[Your task] From the line containing "Objective — one point per instance of the blue korean" to the end of the data, retype every line exactly and nothing else. Drop the pictures.

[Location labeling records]
======

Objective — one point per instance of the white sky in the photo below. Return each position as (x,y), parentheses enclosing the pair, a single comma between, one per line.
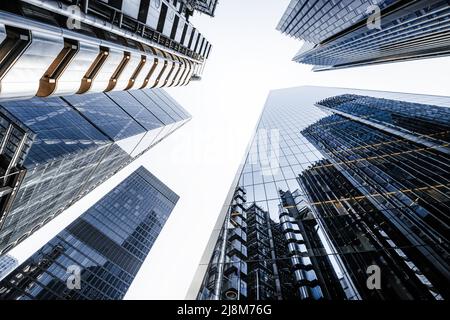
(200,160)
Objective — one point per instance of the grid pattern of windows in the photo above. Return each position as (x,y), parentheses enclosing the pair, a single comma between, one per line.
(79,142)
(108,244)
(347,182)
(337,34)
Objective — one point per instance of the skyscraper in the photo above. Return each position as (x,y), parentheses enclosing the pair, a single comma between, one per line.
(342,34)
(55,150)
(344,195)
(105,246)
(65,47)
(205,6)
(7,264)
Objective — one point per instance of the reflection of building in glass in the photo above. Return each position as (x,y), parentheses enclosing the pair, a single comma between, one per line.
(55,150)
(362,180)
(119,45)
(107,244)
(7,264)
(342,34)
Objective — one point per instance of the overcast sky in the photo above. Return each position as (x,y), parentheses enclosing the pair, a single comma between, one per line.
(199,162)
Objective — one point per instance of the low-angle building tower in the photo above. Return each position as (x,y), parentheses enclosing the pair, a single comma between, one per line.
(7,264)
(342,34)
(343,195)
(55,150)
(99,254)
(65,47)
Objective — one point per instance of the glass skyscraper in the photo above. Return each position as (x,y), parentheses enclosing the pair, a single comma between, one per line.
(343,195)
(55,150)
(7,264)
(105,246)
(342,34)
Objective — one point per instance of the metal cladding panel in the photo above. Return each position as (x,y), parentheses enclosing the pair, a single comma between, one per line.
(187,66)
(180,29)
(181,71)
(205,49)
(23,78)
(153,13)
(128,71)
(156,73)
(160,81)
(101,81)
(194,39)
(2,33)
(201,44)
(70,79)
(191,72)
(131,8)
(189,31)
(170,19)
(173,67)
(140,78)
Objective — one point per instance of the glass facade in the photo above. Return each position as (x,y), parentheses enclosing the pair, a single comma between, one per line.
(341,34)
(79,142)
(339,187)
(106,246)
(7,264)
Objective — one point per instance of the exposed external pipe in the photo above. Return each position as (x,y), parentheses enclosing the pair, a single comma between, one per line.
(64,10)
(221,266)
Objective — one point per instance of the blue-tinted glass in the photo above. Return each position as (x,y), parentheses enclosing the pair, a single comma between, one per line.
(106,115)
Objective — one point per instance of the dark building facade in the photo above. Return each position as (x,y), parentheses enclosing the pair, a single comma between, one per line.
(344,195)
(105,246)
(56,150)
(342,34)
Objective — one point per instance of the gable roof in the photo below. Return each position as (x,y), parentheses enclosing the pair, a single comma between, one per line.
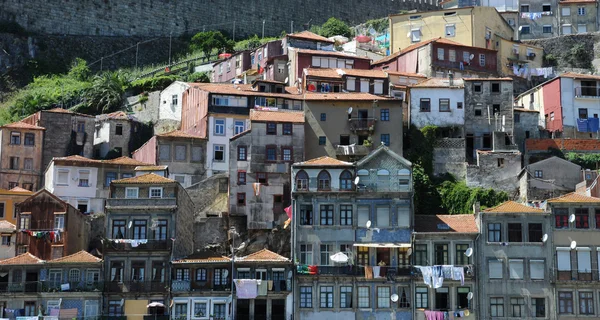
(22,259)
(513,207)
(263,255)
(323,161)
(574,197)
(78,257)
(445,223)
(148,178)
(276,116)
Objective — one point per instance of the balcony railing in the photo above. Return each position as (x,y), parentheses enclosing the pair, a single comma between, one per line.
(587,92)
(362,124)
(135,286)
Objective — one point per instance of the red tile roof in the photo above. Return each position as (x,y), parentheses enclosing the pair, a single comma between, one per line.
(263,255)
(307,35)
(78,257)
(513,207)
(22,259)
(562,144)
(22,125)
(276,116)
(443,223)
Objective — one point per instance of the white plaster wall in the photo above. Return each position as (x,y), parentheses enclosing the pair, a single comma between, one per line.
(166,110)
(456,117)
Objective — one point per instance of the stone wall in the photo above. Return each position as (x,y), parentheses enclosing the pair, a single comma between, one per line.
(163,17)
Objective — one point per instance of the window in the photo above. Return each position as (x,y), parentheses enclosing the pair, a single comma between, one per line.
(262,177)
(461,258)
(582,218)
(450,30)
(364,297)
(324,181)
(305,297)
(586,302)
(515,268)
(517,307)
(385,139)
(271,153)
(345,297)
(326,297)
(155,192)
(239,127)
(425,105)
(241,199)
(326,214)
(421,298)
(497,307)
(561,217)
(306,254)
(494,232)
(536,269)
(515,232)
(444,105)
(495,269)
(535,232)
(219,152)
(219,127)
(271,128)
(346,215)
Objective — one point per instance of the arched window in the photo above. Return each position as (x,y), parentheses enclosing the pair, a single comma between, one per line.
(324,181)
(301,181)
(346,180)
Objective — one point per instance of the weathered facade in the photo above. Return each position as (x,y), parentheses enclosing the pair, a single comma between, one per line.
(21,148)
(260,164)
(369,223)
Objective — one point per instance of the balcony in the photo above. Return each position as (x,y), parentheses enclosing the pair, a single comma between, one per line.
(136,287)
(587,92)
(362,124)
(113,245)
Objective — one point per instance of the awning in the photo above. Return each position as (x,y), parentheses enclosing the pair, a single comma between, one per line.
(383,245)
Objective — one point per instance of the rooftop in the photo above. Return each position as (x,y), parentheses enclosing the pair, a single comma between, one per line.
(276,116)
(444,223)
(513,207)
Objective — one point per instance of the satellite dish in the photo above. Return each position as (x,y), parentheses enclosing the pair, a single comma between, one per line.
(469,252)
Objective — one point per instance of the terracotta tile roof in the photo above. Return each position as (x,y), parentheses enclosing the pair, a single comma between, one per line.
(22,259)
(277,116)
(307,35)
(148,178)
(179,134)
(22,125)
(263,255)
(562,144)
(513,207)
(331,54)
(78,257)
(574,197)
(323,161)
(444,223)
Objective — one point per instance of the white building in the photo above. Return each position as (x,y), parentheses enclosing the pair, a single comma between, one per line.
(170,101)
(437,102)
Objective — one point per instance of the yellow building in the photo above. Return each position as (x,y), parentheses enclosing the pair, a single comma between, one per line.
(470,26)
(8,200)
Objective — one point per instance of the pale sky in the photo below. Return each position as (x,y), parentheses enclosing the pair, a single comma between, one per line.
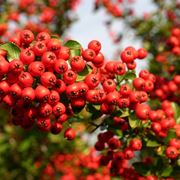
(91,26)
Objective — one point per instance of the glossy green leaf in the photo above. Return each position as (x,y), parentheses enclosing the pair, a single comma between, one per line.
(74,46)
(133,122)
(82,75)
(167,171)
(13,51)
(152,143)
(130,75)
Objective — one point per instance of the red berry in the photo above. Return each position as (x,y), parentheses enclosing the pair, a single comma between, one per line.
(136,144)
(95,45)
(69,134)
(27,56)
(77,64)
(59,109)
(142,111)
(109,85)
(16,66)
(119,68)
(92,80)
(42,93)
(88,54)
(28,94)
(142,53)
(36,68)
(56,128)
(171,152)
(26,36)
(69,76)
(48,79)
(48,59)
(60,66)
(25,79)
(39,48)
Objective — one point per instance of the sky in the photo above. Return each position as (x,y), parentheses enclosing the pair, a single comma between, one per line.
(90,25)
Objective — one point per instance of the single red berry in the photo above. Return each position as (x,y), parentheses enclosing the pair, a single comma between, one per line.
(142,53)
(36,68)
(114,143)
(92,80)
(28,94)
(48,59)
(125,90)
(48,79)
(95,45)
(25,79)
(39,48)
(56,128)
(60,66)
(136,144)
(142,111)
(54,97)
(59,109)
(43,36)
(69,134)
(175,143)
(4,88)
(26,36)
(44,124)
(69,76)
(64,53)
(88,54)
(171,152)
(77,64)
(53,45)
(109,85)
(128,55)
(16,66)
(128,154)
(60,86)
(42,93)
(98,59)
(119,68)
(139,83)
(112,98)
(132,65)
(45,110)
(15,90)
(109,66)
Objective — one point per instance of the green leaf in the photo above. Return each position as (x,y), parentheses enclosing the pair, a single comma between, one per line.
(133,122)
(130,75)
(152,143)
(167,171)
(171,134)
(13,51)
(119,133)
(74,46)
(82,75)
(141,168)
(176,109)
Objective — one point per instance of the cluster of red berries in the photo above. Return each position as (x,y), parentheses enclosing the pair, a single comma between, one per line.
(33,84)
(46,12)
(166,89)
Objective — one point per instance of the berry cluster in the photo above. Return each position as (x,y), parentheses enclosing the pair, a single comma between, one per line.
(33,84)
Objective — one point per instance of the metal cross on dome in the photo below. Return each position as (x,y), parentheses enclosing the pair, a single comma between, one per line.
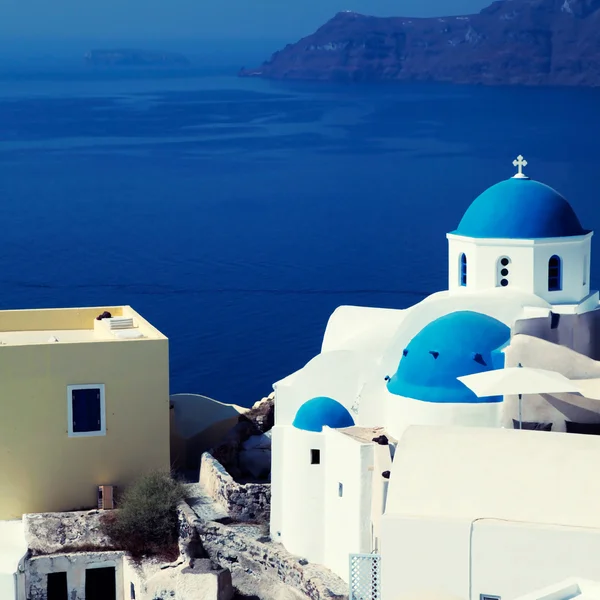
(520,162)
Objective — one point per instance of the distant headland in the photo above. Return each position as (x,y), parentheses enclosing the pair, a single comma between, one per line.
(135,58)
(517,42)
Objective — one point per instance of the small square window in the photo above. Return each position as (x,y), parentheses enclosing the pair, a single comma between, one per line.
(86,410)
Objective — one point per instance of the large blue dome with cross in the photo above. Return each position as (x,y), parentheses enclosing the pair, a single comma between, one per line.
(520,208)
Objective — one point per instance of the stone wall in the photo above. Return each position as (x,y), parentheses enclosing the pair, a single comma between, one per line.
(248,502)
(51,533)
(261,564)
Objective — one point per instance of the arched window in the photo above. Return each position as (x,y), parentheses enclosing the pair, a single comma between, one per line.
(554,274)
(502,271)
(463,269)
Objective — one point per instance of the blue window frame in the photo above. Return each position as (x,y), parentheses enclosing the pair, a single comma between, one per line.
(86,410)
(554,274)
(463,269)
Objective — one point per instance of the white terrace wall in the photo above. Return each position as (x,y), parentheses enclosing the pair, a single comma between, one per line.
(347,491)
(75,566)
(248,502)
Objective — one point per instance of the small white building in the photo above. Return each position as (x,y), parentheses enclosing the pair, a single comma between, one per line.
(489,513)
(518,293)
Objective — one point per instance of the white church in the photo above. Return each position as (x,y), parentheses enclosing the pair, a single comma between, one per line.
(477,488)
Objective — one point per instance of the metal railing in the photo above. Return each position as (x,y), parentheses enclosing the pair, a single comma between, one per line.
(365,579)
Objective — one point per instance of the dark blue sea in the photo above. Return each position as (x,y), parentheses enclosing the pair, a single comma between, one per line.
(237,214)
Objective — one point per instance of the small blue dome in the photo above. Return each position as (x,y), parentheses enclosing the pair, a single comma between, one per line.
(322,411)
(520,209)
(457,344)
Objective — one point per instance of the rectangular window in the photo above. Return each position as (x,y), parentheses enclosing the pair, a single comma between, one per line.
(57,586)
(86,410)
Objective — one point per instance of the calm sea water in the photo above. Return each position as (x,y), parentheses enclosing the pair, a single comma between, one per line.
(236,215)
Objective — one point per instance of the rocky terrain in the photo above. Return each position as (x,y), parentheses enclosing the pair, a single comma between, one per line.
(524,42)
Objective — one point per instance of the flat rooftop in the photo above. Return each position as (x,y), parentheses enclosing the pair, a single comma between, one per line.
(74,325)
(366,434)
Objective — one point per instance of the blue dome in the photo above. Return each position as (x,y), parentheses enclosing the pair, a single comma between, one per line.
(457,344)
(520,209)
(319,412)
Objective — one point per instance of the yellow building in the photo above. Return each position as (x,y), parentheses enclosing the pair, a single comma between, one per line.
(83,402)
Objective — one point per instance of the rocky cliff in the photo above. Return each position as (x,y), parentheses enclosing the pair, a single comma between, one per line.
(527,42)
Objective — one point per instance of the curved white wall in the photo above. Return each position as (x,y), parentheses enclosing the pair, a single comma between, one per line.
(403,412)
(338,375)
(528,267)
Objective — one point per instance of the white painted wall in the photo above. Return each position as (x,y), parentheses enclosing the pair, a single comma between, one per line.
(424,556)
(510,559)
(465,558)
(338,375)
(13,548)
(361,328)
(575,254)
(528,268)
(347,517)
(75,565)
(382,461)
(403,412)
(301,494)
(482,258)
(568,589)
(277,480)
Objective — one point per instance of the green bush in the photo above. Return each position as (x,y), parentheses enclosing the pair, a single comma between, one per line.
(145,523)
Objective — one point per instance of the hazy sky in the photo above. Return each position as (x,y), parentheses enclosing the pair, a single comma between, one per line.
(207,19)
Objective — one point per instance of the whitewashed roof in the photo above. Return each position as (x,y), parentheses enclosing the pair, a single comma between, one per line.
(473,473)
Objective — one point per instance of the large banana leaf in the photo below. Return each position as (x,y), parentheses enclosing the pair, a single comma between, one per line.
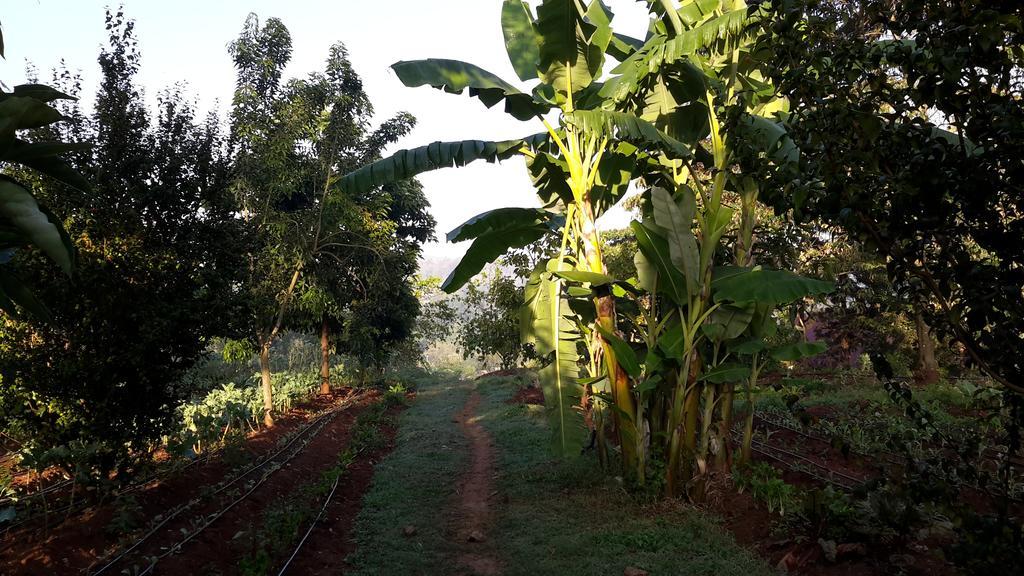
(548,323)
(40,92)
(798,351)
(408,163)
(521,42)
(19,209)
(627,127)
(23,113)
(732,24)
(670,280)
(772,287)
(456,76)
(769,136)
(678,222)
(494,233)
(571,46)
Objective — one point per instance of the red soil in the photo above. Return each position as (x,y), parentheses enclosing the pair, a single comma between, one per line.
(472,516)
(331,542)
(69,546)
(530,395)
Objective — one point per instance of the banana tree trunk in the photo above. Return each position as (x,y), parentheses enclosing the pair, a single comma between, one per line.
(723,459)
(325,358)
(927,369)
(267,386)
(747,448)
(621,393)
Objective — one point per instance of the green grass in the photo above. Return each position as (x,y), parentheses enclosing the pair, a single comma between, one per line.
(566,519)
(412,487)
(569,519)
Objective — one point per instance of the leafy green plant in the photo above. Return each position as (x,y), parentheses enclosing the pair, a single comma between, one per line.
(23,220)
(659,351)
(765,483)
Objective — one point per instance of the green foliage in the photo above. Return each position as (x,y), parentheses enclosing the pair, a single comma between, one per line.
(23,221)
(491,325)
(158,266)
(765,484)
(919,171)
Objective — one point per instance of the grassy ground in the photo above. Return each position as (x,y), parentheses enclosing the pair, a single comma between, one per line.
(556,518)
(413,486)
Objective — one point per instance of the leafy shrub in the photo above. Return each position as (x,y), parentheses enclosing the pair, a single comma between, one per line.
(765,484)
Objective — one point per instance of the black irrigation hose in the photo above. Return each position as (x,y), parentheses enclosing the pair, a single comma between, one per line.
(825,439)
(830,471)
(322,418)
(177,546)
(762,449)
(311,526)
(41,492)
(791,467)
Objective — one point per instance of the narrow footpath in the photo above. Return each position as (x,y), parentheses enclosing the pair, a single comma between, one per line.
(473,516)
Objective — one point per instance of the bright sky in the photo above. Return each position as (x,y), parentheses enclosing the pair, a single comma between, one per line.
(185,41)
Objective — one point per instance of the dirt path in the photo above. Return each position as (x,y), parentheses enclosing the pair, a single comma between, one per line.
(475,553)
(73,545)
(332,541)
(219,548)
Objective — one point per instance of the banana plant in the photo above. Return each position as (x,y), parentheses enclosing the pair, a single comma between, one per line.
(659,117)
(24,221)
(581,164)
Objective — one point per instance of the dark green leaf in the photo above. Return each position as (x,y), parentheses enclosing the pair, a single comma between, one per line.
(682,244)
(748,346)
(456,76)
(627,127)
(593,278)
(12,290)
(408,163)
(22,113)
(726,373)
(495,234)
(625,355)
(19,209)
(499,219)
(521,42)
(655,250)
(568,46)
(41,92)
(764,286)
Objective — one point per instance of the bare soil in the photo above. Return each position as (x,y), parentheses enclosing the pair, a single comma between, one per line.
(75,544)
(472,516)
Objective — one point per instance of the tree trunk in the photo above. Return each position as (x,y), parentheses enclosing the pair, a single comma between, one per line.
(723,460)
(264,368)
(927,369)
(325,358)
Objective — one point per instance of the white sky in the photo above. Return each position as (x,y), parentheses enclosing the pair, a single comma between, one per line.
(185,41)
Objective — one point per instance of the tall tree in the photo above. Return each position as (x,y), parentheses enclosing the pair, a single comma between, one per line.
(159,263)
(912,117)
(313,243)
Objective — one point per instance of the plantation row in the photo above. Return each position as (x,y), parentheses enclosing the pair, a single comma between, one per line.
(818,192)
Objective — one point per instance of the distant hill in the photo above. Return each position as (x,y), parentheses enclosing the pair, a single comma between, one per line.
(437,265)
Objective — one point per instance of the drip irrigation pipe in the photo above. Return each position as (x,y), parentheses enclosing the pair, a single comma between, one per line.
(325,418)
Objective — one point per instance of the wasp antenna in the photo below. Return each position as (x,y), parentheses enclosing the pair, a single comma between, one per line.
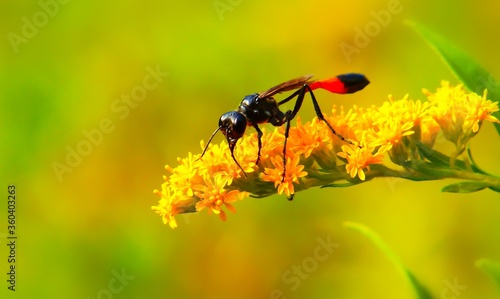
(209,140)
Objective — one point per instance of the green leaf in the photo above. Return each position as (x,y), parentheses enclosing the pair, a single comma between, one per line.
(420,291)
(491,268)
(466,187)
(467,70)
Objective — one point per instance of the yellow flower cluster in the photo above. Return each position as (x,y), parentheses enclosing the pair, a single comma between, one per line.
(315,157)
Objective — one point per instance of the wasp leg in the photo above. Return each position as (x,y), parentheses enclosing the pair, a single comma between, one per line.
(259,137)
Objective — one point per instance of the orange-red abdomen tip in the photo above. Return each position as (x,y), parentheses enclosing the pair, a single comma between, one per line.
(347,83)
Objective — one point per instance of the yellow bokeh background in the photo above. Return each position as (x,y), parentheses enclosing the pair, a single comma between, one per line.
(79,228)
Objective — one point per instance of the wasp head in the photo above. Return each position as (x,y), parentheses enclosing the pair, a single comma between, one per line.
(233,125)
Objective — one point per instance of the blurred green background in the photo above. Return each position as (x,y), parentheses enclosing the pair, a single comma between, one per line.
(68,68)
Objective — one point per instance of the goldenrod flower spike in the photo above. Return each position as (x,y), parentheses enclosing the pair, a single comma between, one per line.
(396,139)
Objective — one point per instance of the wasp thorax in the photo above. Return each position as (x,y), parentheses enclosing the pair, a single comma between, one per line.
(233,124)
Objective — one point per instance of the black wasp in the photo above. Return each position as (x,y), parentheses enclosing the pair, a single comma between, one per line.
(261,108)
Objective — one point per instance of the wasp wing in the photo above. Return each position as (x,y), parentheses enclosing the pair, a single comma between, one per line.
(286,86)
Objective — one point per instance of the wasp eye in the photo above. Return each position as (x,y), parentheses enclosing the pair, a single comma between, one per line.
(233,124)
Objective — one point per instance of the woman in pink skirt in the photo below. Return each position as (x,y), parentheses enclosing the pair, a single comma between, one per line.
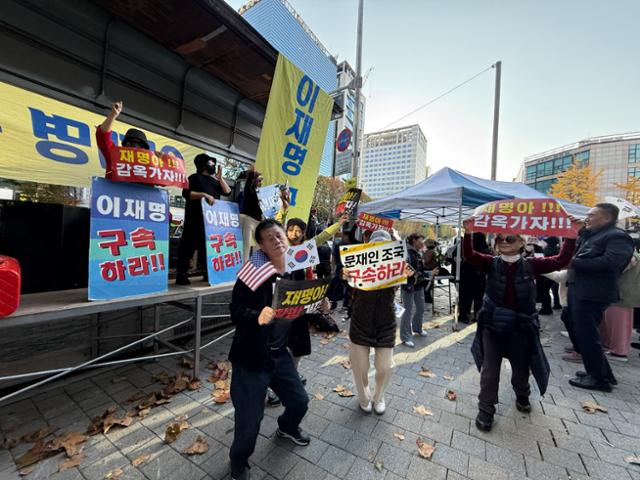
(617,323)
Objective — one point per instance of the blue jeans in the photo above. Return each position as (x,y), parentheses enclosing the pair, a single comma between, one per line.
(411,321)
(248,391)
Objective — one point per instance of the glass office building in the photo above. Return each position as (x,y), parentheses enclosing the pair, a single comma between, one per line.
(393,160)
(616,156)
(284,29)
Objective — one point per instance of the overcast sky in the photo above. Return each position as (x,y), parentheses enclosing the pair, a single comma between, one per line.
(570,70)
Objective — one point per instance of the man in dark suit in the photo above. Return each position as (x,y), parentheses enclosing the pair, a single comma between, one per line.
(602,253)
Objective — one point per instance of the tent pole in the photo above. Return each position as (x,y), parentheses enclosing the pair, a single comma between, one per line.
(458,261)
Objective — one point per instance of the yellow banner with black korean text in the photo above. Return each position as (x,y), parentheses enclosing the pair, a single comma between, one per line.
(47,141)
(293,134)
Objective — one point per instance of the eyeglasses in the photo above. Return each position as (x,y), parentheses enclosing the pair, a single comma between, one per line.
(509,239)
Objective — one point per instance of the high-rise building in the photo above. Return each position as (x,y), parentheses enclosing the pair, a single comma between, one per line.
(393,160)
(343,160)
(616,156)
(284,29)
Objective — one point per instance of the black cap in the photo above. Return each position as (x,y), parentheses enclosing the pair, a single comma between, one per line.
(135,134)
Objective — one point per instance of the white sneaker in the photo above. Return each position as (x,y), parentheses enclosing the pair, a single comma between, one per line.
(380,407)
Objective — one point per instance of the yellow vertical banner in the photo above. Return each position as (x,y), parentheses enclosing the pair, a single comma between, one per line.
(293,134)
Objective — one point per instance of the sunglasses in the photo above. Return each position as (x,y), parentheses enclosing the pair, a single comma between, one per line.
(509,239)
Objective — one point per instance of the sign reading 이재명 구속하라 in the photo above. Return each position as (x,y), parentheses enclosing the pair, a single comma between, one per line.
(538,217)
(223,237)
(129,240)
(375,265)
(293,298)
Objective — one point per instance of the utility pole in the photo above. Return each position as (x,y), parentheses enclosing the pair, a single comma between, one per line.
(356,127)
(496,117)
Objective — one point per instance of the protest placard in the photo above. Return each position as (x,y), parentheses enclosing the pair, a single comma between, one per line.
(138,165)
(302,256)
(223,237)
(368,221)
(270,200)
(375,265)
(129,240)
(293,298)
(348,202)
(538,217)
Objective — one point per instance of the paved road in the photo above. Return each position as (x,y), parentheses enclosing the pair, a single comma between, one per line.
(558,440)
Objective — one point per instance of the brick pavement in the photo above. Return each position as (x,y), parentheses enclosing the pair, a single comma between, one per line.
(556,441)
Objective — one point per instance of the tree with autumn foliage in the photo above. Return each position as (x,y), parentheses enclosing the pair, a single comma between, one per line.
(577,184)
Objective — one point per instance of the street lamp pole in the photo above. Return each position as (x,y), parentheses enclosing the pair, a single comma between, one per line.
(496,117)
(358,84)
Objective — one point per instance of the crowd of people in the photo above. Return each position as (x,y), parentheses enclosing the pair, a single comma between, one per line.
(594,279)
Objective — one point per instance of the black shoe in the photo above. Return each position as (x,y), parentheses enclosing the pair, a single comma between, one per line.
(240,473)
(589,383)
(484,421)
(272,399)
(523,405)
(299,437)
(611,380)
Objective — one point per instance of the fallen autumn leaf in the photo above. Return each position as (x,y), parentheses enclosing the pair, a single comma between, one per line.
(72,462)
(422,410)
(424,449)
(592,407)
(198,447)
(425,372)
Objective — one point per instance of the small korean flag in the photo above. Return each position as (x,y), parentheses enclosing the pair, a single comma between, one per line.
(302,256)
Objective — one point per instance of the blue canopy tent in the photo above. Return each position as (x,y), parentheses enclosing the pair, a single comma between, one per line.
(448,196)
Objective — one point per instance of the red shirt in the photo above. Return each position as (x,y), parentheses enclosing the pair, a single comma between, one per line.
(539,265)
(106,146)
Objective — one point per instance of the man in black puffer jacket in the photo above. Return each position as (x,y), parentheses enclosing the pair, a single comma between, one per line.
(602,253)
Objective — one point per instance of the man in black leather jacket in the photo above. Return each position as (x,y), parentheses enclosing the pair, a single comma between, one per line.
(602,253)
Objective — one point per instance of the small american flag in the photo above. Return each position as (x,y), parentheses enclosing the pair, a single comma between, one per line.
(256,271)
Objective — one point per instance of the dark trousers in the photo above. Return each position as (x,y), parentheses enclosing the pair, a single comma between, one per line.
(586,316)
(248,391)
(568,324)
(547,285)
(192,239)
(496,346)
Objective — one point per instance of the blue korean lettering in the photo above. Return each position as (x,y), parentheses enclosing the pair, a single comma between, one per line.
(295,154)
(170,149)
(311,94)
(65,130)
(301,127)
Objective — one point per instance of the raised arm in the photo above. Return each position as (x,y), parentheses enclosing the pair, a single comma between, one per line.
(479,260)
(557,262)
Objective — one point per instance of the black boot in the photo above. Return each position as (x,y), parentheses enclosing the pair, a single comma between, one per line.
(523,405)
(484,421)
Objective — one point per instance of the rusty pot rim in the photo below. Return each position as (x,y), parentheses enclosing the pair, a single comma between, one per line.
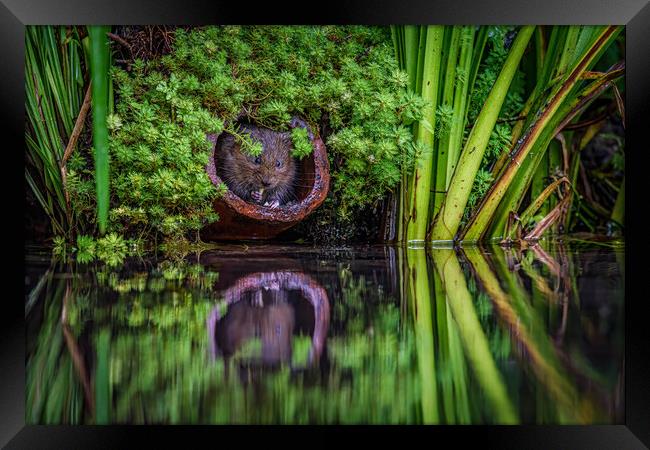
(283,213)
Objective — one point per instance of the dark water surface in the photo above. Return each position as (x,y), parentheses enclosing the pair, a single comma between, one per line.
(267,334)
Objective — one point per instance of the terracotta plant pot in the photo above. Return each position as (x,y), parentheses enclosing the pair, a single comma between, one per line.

======

[Full answer]
Objective — one point per instance of the blue korean lettering in the photo above. Return each position as (x,y), parentheses enclosing the pair, a single comma between, one per line.
(295,154)
(170,149)
(311,94)
(65,130)
(301,127)
Objective — one point per instance of the raised arm in the photo above. Return each position as (x,y), parentheses enclosing the pair, a single comma between, one per line.
(479,260)
(557,262)
Objective — one point per instance of the black boot in the photo above. Return each position as (x,y), parentheses enclosing the pair, a single comma between, one per line.
(523,405)
(484,421)
Objective — one point per instance of the rusty pot rim in the photo below. Return each position as (x,y), parentheses enclosing the pair, a single comma between, one per line.
(283,213)
Objective — one point per instance of the dark water surface in the photo above. Return each position as (x,y), parentheses enclosing the pair, a single comma between, one per line.
(267,334)
Objective — one point per instance of the terracotta plant pot in the photo above. Return each position as (x,y), parentheses enclosing the pair, a single comma between, one per line.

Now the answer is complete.